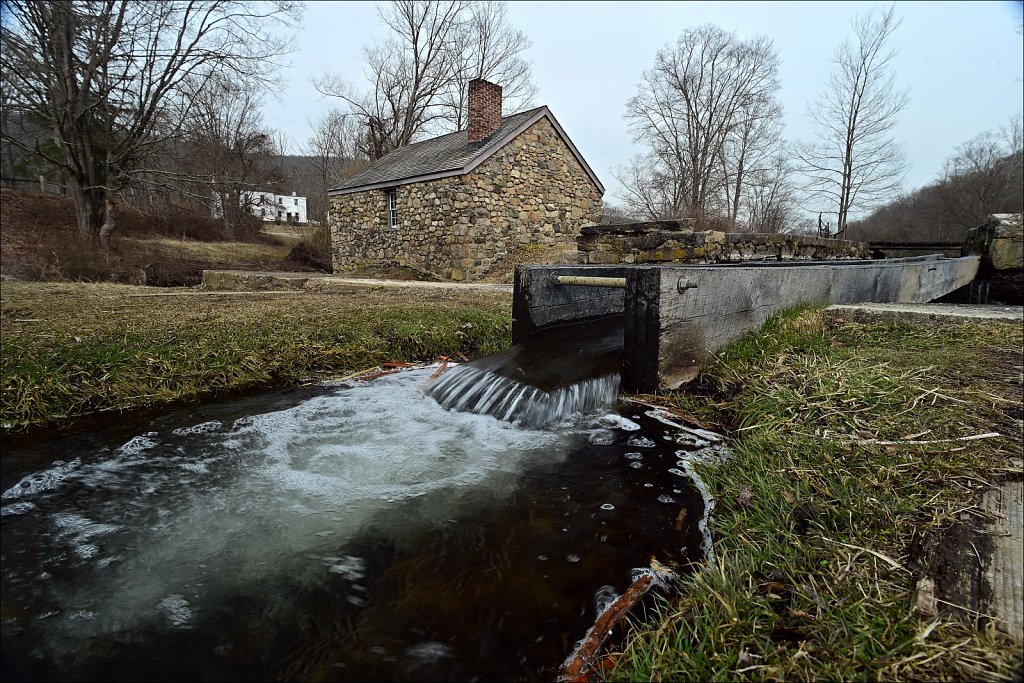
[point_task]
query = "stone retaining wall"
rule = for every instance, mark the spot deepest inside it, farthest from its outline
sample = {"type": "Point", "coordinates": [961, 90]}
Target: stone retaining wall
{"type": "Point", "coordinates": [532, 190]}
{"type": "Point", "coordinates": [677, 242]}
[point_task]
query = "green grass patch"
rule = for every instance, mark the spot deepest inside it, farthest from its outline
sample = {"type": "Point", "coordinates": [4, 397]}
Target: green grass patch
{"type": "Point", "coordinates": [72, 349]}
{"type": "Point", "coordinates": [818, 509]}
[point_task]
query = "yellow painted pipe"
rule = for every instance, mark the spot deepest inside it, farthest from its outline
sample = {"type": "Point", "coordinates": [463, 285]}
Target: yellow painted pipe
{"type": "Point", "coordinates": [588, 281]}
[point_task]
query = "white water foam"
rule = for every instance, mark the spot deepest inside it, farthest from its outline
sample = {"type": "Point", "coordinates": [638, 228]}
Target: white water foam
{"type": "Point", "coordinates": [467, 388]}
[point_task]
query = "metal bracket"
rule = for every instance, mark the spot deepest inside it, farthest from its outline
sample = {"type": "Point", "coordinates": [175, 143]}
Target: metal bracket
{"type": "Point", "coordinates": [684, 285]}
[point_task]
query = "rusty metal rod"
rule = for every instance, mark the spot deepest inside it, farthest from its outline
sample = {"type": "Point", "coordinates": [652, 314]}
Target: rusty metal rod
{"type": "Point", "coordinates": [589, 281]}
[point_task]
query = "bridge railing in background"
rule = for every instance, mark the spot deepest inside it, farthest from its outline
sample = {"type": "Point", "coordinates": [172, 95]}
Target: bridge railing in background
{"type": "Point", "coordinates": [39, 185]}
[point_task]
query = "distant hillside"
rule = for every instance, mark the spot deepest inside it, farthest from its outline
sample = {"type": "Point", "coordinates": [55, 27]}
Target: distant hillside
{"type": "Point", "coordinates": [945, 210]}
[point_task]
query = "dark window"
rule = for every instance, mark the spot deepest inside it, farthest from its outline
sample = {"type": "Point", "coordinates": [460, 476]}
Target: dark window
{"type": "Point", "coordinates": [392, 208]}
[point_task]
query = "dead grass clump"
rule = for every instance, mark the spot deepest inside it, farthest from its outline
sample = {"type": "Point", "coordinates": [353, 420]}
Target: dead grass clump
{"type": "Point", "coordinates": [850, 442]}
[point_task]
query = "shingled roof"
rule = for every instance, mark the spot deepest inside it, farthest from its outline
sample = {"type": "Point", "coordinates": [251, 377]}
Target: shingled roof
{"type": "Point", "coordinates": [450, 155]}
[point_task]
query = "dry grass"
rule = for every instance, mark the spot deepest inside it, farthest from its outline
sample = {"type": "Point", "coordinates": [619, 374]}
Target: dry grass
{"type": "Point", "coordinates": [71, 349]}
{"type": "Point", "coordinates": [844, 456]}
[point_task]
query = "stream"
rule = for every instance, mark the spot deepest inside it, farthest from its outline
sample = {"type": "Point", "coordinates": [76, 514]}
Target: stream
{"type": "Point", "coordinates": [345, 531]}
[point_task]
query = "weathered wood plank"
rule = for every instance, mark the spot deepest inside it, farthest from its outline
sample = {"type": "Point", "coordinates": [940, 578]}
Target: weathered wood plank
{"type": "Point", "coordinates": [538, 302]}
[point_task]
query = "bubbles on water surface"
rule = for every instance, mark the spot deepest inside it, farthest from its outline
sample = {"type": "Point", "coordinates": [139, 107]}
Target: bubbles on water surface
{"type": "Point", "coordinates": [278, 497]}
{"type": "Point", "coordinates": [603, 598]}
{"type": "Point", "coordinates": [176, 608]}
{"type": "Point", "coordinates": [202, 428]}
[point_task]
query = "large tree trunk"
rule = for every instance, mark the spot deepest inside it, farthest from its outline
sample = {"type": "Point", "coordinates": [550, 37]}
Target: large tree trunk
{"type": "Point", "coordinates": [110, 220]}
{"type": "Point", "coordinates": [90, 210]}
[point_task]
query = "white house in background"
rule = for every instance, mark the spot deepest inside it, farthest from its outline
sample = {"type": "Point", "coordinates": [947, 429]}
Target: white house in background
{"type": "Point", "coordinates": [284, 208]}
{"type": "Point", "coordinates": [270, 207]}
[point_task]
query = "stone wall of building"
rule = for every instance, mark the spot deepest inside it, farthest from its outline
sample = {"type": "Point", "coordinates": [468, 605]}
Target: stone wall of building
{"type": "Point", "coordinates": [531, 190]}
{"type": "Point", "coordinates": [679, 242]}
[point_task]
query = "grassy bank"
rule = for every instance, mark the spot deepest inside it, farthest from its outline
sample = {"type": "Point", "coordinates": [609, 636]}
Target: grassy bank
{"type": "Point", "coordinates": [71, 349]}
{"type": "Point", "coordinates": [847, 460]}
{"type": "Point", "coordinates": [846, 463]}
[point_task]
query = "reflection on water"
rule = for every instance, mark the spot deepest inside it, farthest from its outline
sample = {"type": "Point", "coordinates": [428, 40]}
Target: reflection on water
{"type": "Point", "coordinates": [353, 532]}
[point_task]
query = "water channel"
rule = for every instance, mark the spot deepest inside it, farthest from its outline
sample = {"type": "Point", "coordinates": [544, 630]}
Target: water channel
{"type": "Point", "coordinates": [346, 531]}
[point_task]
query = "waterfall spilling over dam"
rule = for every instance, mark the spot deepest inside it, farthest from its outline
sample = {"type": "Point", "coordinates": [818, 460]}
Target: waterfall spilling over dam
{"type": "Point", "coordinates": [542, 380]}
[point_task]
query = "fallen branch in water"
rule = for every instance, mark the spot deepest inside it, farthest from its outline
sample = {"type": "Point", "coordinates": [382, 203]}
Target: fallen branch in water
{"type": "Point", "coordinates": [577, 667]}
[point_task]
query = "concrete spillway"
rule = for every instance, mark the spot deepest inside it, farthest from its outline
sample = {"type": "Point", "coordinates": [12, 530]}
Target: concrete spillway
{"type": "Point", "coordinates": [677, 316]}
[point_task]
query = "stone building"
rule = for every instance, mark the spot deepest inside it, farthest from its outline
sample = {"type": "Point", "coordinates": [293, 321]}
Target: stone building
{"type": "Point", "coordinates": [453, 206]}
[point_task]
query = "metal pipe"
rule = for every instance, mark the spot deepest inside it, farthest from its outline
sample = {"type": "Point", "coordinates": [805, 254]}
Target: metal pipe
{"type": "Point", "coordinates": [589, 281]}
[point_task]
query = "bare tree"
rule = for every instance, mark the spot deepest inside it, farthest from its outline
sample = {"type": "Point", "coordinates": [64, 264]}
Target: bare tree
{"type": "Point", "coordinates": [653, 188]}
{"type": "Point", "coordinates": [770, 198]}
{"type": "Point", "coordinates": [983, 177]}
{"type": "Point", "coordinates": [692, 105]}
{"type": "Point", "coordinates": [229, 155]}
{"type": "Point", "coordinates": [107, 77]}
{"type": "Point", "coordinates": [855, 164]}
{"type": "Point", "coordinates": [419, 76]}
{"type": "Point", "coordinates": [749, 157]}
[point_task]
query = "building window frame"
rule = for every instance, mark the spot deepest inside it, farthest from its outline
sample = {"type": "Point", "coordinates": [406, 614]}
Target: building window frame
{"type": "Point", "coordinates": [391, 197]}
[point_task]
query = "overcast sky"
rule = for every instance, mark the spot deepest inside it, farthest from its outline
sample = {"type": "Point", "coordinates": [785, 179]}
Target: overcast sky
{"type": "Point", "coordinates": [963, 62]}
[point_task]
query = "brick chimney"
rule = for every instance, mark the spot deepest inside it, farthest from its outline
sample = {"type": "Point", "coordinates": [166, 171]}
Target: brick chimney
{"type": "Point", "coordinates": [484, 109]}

---+---

=== Korte opdracht ===
Welke regels in de lijst hierboven bevatten het woord "wood"? Neem elk van die regels ongewijzigd over.

=== Volledig antwoord ===
query = "weathered wood plank"
Target: weathered wood plank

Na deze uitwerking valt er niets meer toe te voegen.